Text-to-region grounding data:
****************
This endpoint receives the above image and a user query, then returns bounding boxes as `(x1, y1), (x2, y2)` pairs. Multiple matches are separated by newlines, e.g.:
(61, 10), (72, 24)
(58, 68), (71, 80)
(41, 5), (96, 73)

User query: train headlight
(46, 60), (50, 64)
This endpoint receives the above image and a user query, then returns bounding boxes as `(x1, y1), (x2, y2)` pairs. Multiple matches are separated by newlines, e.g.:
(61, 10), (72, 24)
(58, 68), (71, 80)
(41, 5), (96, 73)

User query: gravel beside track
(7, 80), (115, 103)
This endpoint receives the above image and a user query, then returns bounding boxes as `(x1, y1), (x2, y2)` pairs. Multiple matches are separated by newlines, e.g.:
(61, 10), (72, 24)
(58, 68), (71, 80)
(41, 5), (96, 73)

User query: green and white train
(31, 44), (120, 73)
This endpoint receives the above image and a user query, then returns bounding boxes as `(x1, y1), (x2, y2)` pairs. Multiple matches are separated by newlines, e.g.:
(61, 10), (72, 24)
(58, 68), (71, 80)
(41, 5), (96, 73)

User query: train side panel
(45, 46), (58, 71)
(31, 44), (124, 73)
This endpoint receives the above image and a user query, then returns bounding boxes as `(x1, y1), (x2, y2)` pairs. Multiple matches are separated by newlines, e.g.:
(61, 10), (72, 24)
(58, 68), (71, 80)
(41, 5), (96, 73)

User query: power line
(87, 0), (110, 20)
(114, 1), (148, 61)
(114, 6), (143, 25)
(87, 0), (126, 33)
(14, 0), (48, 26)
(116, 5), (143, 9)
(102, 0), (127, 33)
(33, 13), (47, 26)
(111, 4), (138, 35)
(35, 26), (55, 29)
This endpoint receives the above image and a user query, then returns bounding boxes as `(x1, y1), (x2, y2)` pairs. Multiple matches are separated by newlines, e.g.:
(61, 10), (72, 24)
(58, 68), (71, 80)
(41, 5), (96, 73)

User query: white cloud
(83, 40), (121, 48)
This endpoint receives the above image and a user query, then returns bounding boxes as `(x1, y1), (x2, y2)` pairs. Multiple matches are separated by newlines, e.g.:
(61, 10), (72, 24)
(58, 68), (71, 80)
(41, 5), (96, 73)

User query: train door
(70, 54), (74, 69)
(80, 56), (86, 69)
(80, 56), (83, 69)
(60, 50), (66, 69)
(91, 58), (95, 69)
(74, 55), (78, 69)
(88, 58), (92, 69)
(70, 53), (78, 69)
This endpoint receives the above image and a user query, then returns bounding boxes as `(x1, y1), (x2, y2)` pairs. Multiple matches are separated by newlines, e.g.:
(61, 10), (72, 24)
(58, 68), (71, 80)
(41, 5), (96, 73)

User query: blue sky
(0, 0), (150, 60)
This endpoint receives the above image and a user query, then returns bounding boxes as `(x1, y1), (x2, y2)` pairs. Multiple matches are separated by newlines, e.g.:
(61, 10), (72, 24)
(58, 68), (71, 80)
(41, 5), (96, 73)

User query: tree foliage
****************
WHAT IS REQUIRED:
The entries above are to be output exactly as they appear.

PROBLEM SOLUTION:
This endpoint receives the above image and a user query, then returns bounding boxes as `(x1, y1), (x2, y2)` pairs. Multiple matches are separated by newlines, e.g.:
(61, 10), (72, 24)
(58, 68), (71, 80)
(41, 5), (96, 73)

User query: train headlight
(46, 60), (50, 64)
This endpoint receives the above image and a user query, then returns bounding boxes as `(x1, y1), (x2, y2)` pairs. Multiple matches are separated by newlines, e.g.:
(61, 10), (72, 24)
(58, 68), (71, 80)
(41, 5), (96, 73)

User query: gravel beside track
(7, 80), (115, 103)
This endpoint receives the above image and a user query, then returns bounding boxes as `(x1, y1), (x2, y2)` pairs. Multiple matches are separated by newlines, e.g.:
(61, 10), (72, 24)
(58, 68), (71, 80)
(41, 5), (96, 73)

User query: green and white train
(31, 44), (120, 73)
This endpoint receives the above image and a user query, then returns bounding boxes as `(x1, y1), (x2, y2)` pairs. Multiple matches are separated by newlines, e.g.:
(61, 10), (72, 24)
(58, 68), (71, 80)
(41, 5), (96, 73)

User query: train side panel
(45, 46), (58, 71)
(31, 44), (124, 73)
This endpoint receives the above image and a user query, then returns bounding boxes as `(x1, y1), (x2, y2)` pairs. Multiple matches are separated by newlines, e.g.:
(61, 10), (72, 24)
(58, 68), (71, 80)
(41, 5), (96, 73)

User query: power line
(87, 0), (110, 20)
(114, 1), (148, 61)
(114, 6), (143, 25)
(87, 0), (126, 33)
(14, 0), (48, 26)
(116, 5), (143, 9)
(102, 0), (127, 33)
(33, 13), (47, 26)
(111, 4), (138, 35)
(35, 26), (55, 29)
This endpoint receives the above image and a user query, then returns bounding boxes as `(x1, y1), (x2, y2)` pairs. Multiple matches are separated by newlines, e.g.:
(61, 10), (72, 24)
(58, 68), (71, 80)
(41, 5), (96, 73)

User query: white cloud
(83, 40), (121, 48)
This endpoint receives the above image and a user query, then returns bounding boxes as `(x1, y1), (x2, y2)` pairs. Multiple matches are separated by newlines, e.g.:
(61, 10), (72, 24)
(58, 68), (71, 80)
(41, 5), (96, 73)

User query: train door
(70, 54), (74, 69)
(80, 56), (86, 69)
(80, 56), (83, 69)
(60, 50), (66, 69)
(91, 58), (95, 69)
(74, 55), (78, 69)
(88, 58), (92, 69)
(70, 53), (78, 69)
This endpoint receives the above image and a user query, then returns bounding boxes as `(x1, y1), (x2, y2)` pairs. Multiple matches are separated by newlines, e.g.:
(61, 10), (72, 24)
(58, 68), (71, 80)
(41, 5), (96, 73)

User query: blue sky
(0, 0), (150, 60)
This endpoint receives the above image and a user query, then returns bounding boxes as `(x1, y1), (x2, y2)` pairs. Multiple matches are separated by newlines, e.g.:
(61, 10), (72, 24)
(58, 68), (71, 80)
(41, 5), (96, 73)

User query: tree foliage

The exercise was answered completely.